[Saved entries]
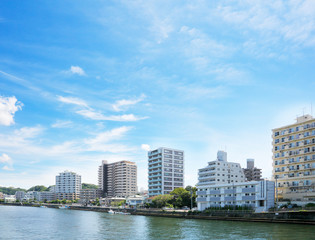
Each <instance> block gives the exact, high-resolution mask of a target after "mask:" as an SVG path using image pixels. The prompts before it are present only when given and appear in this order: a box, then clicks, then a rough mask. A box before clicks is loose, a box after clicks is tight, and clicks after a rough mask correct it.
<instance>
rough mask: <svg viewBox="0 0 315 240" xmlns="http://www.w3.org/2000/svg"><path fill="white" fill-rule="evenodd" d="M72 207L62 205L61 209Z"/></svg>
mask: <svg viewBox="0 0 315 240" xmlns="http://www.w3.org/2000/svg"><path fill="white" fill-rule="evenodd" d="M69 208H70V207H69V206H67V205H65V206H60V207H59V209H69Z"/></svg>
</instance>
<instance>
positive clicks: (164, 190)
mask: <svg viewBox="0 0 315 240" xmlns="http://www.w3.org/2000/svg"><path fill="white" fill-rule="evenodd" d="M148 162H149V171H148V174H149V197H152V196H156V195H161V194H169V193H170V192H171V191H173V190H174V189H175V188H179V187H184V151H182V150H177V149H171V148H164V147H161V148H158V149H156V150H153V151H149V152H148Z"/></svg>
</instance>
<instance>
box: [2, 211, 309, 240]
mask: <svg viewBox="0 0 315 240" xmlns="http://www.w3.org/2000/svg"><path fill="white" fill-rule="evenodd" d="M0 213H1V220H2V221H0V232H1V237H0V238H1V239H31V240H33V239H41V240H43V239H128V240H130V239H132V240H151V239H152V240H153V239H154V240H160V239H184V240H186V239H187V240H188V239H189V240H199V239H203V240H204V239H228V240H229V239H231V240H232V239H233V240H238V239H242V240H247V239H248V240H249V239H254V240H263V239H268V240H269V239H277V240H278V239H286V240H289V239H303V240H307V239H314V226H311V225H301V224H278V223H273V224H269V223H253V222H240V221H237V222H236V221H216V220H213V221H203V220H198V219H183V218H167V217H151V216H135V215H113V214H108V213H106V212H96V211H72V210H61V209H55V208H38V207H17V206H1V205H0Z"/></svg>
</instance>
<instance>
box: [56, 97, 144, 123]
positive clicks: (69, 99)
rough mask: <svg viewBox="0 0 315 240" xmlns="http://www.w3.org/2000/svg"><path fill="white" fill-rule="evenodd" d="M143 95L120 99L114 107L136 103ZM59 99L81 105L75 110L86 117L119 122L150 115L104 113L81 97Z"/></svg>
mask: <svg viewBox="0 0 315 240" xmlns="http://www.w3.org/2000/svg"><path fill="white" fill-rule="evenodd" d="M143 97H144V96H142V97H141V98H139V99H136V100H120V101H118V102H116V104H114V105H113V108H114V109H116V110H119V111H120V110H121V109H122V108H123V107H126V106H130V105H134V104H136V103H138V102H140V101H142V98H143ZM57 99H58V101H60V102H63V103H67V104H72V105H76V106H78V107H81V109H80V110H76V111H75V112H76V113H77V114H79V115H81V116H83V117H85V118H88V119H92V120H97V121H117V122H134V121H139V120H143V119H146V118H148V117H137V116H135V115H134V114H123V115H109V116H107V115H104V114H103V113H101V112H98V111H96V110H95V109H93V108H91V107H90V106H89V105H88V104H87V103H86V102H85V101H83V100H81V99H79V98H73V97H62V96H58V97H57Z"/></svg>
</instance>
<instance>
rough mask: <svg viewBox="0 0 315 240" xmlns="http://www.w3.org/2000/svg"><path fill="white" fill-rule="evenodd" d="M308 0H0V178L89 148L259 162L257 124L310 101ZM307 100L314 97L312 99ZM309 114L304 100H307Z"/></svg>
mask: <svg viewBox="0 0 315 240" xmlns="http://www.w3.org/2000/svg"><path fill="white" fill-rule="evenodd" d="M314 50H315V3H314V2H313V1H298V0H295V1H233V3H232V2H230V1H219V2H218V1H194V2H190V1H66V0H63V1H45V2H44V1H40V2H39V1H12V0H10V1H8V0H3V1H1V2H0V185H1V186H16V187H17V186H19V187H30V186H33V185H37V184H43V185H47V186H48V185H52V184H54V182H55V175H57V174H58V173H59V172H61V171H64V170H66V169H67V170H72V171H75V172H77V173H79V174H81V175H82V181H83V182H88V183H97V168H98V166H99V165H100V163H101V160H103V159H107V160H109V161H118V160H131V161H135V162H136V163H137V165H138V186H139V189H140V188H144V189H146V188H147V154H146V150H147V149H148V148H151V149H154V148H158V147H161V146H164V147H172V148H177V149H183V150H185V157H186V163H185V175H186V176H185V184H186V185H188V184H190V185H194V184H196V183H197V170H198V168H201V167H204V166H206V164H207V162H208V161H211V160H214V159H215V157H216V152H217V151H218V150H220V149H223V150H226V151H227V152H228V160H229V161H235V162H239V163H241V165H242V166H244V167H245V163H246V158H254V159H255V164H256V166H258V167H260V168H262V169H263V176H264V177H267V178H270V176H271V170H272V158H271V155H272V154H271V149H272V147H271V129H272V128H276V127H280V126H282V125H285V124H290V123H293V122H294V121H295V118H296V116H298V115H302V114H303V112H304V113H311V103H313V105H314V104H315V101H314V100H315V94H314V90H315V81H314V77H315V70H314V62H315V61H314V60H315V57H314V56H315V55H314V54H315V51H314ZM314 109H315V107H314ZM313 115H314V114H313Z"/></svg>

◆ **Exercise objective**
What you give back should be exactly the lines from the top of the data above down to and including the line with "positive clicks: (69, 99)", minus any pictures.

◆ **Answer to this exercise**
Each <instance> block gives the exact, high-resolution mask of a target after "mask:" as an SVG path using image pixels. The prompts before it are present only when given and appear in this order: a box, then clicks, then a rough mask. A box before clicks is loose, a box after clicks is tight, and clicks after a rough mask correct it.
<instance>
rough mask: <svg viewBox="0 0 315 240" xmlns="http://www.w3.org/2000/svg"><path fill="white" fill-rule="evenodd" d="M72 207L62 205L61 209Z"/></svg>
mask: <svg viewBox="0 0 315 240" xmlns="http://www.w3.org/2000/svg"><path fill="white" fill-rule="evenodd" d="M69 208H70V207H69V206H67V205H65V206H60V207H59V209H69Z"/></svg>
</instance>
<instance>
positive clicks: (164, 190)
mask: <svg viewBox="0 0 315 240" xmlns="http://www.w3.org/2000/svg"><path fill="white" fill-rule="evenodd" d="M148 162H149V171H148V174H149V197H152V196H156V195H161V194H169V193H170V192H171V191H173V190H174V189H175V188H179V187H184V151H182V150H177V149H171V148H164V147H161V148H158V149H156V150H153V151H149V152H148Z"/></svg>
</instance>
<instance>
box: [2, 211, 309, 240]
mask: <svg viewBox="0 0 315 240" xmlns="http://www.w3.org/2000/svg"><path fill="white" fill-rule="evenodd" d="M0 213H1V220H2V221H0V232H1V237H0V238H1V239H31V240H33V239H41V240H43V239H128V240H130V239H132V240H151V239H152V240H153V239H154V240H160V239H184V240H186V239H187V240H188V239H189V240H199V239H203V240H204V239H228V240H229V239H231V240H232V239H233V240H238V239H242V240H247V239H248V240H249V239H254V240H263V239H268V240H269V239H277V240H278V239H286V240H289V239H303V240H307V239H314V226H311V225H301V224H278V223H273V224H269V223H253V222H240V221H237V222H236V221H216V220H213V221H203V220H198V219H183V218H167V217H151V216H135V215H113V214H108V213H106V212H96V211H72V210H61V209H55V208H38V207H17V206H1V205H0Z"/></svg>
</instance>
<instance>
box: [56, 97, 144, 123]
positive clicks: (69, 99)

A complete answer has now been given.